--- TO DO ---
Report each line in the entries below that contains the word "draw", copying the whole line. Match case exactly.

--- MATERIAL SHOWN ---
-- Start --

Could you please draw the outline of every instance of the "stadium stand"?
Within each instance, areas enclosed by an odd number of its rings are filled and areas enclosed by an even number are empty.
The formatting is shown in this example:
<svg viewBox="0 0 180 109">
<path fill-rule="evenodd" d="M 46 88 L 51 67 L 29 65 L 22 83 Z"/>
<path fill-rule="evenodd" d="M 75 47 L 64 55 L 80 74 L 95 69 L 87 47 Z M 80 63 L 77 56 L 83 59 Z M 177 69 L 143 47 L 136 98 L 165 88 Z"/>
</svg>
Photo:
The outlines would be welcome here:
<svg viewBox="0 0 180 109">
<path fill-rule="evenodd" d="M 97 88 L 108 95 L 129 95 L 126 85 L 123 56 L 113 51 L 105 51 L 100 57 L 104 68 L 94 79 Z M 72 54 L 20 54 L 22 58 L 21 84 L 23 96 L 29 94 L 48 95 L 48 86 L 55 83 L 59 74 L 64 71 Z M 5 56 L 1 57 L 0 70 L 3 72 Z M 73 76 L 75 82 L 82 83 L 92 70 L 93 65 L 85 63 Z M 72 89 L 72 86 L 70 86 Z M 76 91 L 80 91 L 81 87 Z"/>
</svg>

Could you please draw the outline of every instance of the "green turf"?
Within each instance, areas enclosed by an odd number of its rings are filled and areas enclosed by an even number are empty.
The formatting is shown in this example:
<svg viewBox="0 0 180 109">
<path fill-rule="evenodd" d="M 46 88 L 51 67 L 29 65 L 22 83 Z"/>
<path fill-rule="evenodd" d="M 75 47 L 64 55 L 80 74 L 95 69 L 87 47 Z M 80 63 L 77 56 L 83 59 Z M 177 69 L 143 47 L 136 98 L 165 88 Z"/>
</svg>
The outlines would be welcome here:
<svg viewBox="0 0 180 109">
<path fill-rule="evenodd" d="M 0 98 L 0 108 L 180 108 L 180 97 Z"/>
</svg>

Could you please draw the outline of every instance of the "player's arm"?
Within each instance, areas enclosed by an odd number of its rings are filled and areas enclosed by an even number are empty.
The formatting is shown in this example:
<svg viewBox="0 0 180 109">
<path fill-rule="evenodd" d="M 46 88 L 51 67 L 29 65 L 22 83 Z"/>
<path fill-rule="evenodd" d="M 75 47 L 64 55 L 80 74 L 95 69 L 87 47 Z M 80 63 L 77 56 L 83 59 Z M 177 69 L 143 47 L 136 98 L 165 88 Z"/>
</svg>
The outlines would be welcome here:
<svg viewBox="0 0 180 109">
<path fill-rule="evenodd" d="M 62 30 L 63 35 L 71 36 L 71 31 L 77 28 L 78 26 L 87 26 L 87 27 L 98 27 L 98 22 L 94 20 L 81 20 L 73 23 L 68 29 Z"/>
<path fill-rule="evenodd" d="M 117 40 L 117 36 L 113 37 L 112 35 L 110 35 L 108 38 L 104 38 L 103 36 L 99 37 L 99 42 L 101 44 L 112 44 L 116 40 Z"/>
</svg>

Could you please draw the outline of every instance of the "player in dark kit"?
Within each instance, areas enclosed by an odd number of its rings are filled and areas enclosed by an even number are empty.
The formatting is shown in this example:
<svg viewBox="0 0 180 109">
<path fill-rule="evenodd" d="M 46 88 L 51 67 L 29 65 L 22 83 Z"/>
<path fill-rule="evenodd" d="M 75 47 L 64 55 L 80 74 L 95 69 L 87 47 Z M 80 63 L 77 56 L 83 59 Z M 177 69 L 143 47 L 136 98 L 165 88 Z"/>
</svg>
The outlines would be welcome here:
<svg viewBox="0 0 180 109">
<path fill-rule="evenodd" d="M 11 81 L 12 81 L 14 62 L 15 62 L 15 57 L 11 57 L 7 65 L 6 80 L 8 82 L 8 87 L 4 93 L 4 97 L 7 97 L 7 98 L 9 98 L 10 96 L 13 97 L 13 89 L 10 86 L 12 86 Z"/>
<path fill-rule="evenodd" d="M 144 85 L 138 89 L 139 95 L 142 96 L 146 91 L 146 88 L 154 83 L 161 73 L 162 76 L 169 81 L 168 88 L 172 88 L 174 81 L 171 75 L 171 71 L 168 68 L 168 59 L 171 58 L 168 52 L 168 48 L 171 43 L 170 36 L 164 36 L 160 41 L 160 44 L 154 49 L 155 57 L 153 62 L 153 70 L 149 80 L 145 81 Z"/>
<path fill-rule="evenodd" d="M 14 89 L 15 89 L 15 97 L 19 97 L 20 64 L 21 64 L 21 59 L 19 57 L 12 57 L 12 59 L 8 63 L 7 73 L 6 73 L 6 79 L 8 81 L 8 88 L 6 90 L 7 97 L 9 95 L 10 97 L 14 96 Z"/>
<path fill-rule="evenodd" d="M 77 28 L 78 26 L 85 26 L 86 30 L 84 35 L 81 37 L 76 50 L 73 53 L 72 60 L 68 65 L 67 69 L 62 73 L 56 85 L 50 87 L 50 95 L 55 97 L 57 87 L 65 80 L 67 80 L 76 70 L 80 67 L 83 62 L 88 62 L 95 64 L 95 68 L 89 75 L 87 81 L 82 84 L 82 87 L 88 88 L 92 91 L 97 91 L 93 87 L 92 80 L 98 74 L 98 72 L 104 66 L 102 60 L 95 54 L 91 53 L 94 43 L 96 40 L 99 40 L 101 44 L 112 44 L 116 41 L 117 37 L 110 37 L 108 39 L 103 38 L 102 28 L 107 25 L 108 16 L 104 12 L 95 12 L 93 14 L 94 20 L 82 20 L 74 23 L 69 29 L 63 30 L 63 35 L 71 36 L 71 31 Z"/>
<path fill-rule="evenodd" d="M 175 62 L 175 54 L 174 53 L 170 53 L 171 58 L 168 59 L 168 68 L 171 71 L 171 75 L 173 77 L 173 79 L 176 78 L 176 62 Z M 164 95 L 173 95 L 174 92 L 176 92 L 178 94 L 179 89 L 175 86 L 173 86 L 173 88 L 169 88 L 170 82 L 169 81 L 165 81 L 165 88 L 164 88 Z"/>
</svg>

-- End --

--- THE REPLY ---
Could you please draw the outline of every instance of the "stadium stand"?
Could you please draw the outline of every instance of the "green turf"?
Could you please draw the outline of every instance of the "player's arm"?
Could you please draw the outline of every instance of the "player in dark kit"?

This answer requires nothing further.